### EXERCISE
Rewrite the lines of the items below as a Markdown table with the columns Row and Line text, starting at the line that contains "the gray roof" and ending at the line that contains "pixel 327 44". Number each row in Row, and leave out blank lines.

### RECORDS PROVIDED
###

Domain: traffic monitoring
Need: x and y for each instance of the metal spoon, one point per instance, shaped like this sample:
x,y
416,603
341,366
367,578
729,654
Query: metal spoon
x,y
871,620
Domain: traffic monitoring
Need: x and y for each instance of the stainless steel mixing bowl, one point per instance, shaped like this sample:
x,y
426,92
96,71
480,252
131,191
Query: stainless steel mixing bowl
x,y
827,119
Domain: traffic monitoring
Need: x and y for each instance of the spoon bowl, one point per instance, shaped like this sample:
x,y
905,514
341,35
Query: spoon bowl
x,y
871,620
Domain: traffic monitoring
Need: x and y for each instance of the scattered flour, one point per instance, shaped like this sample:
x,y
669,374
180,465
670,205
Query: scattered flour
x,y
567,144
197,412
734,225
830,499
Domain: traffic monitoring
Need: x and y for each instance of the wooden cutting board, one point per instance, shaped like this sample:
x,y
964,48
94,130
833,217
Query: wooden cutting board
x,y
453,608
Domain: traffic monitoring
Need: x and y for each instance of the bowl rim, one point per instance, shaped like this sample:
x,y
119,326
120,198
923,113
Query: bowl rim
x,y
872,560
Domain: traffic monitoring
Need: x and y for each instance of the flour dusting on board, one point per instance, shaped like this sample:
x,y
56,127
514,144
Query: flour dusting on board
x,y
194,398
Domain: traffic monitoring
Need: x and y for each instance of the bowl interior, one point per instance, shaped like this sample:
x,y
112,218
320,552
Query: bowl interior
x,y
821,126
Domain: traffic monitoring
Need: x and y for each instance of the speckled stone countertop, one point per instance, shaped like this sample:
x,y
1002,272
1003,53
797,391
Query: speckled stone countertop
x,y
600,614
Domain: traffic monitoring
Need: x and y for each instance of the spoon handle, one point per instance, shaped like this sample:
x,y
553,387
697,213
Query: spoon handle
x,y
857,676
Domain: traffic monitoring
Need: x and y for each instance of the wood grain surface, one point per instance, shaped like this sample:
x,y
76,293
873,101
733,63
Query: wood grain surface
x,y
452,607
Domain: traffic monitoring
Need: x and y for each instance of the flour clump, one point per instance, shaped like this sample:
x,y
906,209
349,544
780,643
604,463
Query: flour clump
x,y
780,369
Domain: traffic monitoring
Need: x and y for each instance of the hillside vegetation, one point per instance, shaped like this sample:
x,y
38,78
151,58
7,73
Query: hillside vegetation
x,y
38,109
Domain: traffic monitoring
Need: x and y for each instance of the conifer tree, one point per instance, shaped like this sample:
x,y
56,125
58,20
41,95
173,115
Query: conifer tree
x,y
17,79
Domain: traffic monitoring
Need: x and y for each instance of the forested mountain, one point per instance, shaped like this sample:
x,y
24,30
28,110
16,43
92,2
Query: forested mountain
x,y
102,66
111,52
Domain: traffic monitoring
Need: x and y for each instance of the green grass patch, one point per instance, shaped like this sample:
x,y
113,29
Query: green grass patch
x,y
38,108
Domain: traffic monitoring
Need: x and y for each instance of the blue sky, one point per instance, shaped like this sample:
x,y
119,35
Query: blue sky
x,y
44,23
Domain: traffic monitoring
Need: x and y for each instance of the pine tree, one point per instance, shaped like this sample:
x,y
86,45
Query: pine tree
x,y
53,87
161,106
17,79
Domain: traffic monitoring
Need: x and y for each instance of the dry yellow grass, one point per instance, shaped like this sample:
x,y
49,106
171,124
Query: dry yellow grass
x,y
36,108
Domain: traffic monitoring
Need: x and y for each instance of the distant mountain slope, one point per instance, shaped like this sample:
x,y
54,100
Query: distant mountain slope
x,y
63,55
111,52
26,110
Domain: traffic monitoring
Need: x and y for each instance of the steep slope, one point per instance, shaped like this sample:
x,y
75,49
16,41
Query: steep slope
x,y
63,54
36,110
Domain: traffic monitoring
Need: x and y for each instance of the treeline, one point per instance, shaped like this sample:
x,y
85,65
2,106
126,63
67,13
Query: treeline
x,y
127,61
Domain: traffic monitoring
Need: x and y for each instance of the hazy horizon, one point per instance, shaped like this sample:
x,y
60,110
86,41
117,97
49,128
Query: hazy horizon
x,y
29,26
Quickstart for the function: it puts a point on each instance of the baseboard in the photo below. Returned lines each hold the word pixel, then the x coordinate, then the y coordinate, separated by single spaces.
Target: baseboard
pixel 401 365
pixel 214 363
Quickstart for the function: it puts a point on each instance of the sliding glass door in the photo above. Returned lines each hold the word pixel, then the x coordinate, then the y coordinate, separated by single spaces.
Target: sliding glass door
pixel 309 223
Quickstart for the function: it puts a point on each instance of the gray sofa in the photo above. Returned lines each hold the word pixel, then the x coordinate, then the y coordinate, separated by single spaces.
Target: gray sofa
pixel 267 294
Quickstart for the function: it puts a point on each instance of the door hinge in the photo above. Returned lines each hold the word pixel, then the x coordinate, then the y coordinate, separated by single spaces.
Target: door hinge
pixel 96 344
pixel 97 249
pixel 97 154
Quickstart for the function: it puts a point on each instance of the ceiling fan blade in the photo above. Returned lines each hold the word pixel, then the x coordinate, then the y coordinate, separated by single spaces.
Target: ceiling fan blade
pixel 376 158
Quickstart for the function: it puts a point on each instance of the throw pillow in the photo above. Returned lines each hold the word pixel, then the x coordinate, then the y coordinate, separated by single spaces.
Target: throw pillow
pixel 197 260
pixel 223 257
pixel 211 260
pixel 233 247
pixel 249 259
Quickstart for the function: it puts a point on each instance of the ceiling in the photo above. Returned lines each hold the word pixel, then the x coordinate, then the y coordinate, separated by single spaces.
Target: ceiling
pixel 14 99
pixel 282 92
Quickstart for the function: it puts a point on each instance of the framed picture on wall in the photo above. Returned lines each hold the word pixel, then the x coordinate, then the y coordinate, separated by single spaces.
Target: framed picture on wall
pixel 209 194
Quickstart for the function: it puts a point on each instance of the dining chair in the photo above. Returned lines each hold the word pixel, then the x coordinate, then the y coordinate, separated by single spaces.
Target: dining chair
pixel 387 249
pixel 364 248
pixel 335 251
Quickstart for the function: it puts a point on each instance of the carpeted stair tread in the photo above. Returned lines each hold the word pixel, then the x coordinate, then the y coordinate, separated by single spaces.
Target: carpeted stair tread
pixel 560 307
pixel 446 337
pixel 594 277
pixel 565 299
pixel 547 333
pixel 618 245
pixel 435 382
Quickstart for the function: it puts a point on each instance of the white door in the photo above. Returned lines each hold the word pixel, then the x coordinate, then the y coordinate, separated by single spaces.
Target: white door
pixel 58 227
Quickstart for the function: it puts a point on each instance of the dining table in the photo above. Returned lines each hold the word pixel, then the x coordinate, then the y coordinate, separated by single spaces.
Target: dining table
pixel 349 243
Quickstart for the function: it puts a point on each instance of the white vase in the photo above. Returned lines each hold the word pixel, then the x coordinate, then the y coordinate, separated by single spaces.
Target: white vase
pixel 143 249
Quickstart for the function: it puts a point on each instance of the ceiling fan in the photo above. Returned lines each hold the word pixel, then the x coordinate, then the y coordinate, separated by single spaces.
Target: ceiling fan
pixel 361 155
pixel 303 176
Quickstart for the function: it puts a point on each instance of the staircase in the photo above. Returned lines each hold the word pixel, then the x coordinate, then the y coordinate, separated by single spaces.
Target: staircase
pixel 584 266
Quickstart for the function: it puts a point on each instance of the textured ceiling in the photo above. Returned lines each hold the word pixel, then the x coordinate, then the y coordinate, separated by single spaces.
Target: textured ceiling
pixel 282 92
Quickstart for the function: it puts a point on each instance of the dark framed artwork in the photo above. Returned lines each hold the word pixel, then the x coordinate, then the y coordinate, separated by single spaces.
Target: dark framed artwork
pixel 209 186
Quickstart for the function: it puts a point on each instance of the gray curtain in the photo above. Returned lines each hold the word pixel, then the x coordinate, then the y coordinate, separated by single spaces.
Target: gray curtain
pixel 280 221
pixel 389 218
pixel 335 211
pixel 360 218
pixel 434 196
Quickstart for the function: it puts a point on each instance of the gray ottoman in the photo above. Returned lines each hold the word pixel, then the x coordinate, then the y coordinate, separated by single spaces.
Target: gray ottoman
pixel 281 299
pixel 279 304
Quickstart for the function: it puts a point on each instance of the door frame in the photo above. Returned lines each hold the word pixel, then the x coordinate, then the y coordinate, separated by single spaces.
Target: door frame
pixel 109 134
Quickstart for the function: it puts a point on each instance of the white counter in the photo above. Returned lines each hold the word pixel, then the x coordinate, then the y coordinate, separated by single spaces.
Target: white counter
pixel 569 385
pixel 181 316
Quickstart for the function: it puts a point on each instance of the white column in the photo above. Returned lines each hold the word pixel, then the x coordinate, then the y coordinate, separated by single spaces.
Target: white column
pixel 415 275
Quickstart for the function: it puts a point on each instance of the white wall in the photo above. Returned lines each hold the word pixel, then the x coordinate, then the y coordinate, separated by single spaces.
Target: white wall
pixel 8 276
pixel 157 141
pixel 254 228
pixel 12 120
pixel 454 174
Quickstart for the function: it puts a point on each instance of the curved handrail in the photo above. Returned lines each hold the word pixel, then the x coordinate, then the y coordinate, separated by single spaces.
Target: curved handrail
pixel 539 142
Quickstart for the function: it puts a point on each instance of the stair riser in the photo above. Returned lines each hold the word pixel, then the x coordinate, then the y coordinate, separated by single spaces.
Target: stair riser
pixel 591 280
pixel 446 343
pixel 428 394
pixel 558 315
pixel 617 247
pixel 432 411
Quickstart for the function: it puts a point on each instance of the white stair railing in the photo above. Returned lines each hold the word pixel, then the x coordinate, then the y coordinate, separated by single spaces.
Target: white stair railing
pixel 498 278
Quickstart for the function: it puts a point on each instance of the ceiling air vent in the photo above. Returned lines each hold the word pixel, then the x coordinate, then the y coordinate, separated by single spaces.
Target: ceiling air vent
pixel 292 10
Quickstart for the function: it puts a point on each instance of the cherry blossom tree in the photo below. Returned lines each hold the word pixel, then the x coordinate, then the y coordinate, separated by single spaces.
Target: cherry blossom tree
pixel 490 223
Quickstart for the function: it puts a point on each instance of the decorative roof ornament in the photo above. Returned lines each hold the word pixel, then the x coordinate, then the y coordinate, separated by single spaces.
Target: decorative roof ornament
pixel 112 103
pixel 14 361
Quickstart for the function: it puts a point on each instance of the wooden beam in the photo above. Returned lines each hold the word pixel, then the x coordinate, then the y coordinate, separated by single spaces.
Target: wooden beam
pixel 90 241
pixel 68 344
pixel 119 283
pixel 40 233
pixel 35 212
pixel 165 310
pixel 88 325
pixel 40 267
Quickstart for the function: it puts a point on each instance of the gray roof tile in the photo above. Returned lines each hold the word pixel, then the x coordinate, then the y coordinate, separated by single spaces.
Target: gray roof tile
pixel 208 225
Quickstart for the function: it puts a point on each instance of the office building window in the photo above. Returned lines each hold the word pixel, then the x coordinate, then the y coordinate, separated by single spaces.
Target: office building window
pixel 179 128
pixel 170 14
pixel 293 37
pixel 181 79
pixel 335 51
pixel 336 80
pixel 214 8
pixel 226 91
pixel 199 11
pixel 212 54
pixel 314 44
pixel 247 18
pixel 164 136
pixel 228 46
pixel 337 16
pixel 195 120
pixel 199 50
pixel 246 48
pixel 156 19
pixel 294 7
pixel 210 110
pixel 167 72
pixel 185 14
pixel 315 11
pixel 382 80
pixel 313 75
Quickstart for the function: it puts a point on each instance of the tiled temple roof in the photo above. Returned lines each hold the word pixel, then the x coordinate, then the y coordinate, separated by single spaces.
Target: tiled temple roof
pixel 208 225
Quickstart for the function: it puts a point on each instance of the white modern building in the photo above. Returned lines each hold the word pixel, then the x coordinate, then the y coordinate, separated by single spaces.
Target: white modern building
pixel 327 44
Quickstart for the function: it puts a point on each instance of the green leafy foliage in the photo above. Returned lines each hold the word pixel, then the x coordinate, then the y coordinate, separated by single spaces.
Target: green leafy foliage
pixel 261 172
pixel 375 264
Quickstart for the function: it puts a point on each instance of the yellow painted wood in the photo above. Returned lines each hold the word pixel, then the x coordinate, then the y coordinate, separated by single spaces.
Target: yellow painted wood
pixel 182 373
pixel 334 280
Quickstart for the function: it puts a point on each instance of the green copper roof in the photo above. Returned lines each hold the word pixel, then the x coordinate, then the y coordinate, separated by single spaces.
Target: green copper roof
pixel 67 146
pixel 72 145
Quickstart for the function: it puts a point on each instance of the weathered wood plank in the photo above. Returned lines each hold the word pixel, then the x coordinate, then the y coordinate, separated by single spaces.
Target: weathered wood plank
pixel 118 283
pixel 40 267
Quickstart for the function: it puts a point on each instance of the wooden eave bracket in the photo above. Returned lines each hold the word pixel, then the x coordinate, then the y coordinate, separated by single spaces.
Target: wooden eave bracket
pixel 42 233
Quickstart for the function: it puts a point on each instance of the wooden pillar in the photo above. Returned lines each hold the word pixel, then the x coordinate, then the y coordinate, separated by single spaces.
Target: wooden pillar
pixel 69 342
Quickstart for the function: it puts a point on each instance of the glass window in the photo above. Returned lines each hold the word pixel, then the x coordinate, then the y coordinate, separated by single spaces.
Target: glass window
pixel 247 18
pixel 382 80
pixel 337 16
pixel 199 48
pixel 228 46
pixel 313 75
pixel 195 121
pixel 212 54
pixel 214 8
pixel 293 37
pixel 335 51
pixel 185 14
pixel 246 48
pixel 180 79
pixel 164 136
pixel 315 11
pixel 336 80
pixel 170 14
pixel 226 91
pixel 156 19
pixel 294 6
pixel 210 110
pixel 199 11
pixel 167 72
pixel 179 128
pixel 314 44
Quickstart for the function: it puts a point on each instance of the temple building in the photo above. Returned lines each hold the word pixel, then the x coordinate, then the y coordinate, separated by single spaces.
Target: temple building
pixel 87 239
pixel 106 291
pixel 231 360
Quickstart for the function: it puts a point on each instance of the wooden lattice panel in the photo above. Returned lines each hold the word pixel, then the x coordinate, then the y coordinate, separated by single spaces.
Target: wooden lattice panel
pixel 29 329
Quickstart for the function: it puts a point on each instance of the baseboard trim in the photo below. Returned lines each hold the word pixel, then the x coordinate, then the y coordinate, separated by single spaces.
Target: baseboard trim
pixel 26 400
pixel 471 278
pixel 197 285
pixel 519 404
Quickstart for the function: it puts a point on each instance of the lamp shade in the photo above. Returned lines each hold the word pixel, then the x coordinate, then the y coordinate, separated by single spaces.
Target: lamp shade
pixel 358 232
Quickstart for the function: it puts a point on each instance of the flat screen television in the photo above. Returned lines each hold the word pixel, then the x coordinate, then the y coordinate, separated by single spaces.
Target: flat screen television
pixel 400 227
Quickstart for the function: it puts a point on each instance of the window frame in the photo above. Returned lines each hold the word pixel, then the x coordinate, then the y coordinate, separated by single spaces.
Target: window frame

###

### EXERCISE SOLUTION
| Row | Line text |
|---|---|
| 1 | Quickstart for the function: it puts a point on each instance of the gray roof tile in the photo above. Returned lines each hold the word pixel, then the x coordinate, then the y coordinate, separated by single spaces. |
| 2 | Target: gray roof tile |
| 3 | pixel 208 225 |
| 4 | Quickstart for the function: it puts a point on each instance of the office building window in the photo above. Returned lines each hold the word pixel, then the x coordinate, then the y coordinate, separated by single spaces. |
| 5 | Target: office building window |
| 6 | pixel 179 128 |
| 7 | pixel 170 14 |
| 8 | pixel 293 37 |
| 9 | pixel 181 79 |
| 10 | pixel 335 51 |
| 11 | pixel 336 80 |
| 12 | pixel 214 8 |
| 13 | pixel 226 91 |
| 14 | pixel 199 11 |
| 15 | pixel 212 54 |
| 16 | pixel 314 44 |
| 17 | pixel 247 18 |
| 18 | pixel 164 136 |
| 19 | pixel 228 46 |
| 20 | pixel 337 16 |
| 21 | pixel 195 120 |
| 22 | pixel 199 50 |
| 23 | pixel 246 48 |
| 24 | pixel 156 19 |
| 25 | pixel 294 7 |
| 26 | pixel 210 110 |
| 27 | pixel 167 72 |
| 28 | pixel 185 14 |
| 29 | pixel 315 11 |
| 30 | pixel 382 80 |
| 31 | pixel 313 75 |
| 32 | Quickstart for the function: it puts a point on each instance of the tiled temple roof in the photo above. Returned lines each hold the word pixel, then the x coordinate, then the y coordinate, separated by single spaces. |
| 33 | Target: tiled temple roof |
| 34 | pixel 208 225 |
| 35 | Quickstart for the function: it puts a point on each instance of the white modern building in the photo above. Returned lines each hold the word pixel, then the x coordinate, then the y coordinate, separated by single spaces. |
| 36 | Target: white modern building |
| 37 | pixel 327 44 |